“The Office” Writer Michael Schur Explains Why “SNL”’s 2008 ‘Japanese Office’ Parody ‘Didn't Track to Me'
The 2008 parody saw an all-White cast bring the hit sitcom to Japan
Saturday Night Live has always touched the zeitgeist — but did this parody of The Office miss the mark? One of the show’s writers, Michael Schur, thinks so.
On the Dec. 23 episode of The Lonely Island and Seth Meyers Podcast, Schur, 49, and CNN anchor Jake Tapper talked to Seth Meyers about which SNL Digital Shorts they loved the most. They called their selections the Lonely Island’s “Criterion Collection,” cribbing the name of the popular film distributor that focuses on sharing and preserving “important classic and contemporary films.” Schur — who was a writer and producer of The Office and created series like Parks and Recreation, The Good Place and The Man Inside — also worked at SNL early in his career.
During the podcast, Meyers, 50, asked his guests if they thought the May 2008 digital short “The Japanese Office” should make the cut. Schur and Tapper both didn’t think so, and the former expanded on what he saw as the issues with the sketch.
"I worked at SNL, but you still feel like SNL at some point at some level is an arbiter of what matters in the culture,” he explained. “And when [Carell] did 'The Japanese Office,' I remember being a little bit rankled.”

→ **DATA**:

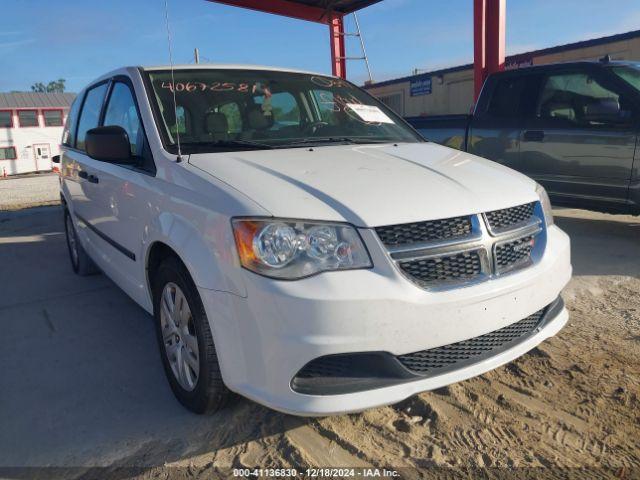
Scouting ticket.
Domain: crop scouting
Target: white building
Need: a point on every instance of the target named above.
(30, 130)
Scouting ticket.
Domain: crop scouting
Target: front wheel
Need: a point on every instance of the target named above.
(185, 340)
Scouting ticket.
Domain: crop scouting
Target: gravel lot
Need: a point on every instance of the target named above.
(29, 191)
(81, 384)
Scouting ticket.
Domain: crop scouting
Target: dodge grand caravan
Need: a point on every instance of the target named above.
(298, 243)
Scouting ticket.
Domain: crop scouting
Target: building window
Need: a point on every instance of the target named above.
(6, 119)
(394, 101)
(28, 118)
(8, 153)
(52, 118)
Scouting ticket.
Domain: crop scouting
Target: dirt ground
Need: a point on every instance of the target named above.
(571, 404)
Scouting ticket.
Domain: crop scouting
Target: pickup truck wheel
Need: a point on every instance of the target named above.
(80, 260)
(185, 340)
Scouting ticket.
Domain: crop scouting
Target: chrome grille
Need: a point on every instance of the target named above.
(500, 220)
(449, 356)
(511, 254)
(442, 254)
(409, 233)
(459, 267)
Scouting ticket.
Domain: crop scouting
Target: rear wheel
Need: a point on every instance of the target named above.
(185, 340)
(80, 260)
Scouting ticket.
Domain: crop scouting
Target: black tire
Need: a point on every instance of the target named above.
(210, 393)
(80, 262)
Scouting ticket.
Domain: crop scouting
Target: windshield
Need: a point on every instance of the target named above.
(225, 110)
(631, 75)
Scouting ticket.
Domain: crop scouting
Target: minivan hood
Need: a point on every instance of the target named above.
(369, 185)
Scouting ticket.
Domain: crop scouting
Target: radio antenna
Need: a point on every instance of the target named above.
(173, 81)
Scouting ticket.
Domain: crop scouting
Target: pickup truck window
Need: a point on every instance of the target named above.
(506, 98)
(630, 75)
(240, 109)
(581, 99)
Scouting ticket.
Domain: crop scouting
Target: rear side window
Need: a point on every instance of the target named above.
(507, 98)
(90, 115)
(69, 132)
(121, 111)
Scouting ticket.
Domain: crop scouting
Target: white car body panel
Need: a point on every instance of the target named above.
(370, 185)
(265, 330)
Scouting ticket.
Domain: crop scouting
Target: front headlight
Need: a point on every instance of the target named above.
(546, 204)
(286, 249)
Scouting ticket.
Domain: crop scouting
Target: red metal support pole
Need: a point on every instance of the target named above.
(489, 26)
(338, 50)
(479, 46)
(495, 35)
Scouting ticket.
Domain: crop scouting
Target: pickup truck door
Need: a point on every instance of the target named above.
(580, 141)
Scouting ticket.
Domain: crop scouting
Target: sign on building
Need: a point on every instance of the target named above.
(420, 87)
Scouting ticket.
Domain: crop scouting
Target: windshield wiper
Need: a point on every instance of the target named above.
(322, 140)
(227, 144)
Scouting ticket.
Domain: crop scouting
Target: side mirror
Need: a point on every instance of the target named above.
(109, 144)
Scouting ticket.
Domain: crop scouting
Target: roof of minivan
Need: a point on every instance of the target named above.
(227, 66)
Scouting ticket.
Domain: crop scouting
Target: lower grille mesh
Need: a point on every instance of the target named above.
(457, 267)
(445, 357)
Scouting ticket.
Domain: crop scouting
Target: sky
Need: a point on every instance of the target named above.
(77, 40)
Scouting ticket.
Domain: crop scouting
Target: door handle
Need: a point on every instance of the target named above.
(534, 135)
(91, 178)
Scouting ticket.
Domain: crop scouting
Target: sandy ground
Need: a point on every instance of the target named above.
(29, 190)
(571, 404)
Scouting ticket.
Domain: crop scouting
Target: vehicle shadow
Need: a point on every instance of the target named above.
(602, 244)
(82, 383)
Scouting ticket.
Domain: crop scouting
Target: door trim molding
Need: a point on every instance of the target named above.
(109, 240)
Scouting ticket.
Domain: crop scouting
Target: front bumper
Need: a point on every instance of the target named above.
(265, 339)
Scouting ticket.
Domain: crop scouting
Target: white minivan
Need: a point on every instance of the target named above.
(298, 243)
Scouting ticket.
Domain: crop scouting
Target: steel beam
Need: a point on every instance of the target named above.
(334, 20)
(282, 7)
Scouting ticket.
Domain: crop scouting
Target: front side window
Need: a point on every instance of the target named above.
(28, 118)
(239, 109)
(52, 118)
(8, 153)
(69, 132)
(6, 119)
(90, 115)
(121, 111)
(580, 99)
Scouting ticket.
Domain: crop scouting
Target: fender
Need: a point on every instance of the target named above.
(207, 250)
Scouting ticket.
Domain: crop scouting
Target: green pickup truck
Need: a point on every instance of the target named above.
(573, 127)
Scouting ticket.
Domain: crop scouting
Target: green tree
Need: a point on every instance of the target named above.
(55, 86)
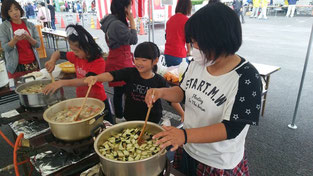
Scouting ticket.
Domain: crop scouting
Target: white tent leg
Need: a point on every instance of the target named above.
(292, 125)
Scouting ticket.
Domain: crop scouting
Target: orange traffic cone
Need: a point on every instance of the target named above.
(56, 20)
(141, 30)
(62, 23)
(92, 24)
(98, 24)
(77, 18)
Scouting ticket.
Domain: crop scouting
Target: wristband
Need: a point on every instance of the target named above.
(185, 133)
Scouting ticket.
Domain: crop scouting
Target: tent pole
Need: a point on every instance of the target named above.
(149, 8)
(152, 7)
(292, 125)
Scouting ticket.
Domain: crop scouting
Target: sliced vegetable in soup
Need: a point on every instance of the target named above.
(123, 146)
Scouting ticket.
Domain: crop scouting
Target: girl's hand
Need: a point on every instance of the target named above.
(149, 99)
(129, 15)
(170, 137)
(18, 37)
(50, 65)
(90, 80)
(51, 88)
(182, 118)
(26, 36)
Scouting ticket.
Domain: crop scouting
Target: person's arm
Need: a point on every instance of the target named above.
(130, 17)
(35, 39)
(179, 109)
(51, 88)
(121, 32)
(104, 77)
(188, 49)
(15, 39)
(51, 63)
(173, 94)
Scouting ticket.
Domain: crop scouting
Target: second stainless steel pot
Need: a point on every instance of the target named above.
(152, 166)
(38, 99)
(72, 131)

→ **GIVEN INSTRUCTION 1**: List every series that the article about the Japanese Office parody says Michael Schur created.
→ **GIVEN INSTRUCTION 2**: In the article about the Japanese Office parody, what name did Schur and Tapper give to their selections?
→ **GIVEN INSTRUCTION 3**: Reproduce the passage of the article about the Japanese Office parody starting at "On the Dec." and ending at "with the sketch.".
The data above are separate material from the article.

→ **RESULT 1**: Parks and Recreation, The Good Place, The Man Inside

→ **RESULT 2**: They called them the Lonely Island's "Criterion Collection."

→ **RESULT 3**:
On the Dec. 23 episode of The Lonely Island and Seth Meyers Podcast, Schur, 49, and CNN anchor Jake Tapper talked to Seth Meyers about which SNL Digital Shorts they loved the most. They called their selections the Lonely Island’s “Criterion Collection,” cribbing the name of the popular film distributor that focuses on sharing and preserving “important classic and contemporary films.” Schur — who was a writer and producer of The Office and created series like Parks and Recreation, The Good Place and The Man Inside — also worked at SNL early in his career.
During the podcast, Meyers, 50, asked his guests if they thought the May 2008 digital short “The Japanese Office” should make the cut. Schur and Tapper both didn’t think so, and the former expanded on what he saw as the issues with the sketch.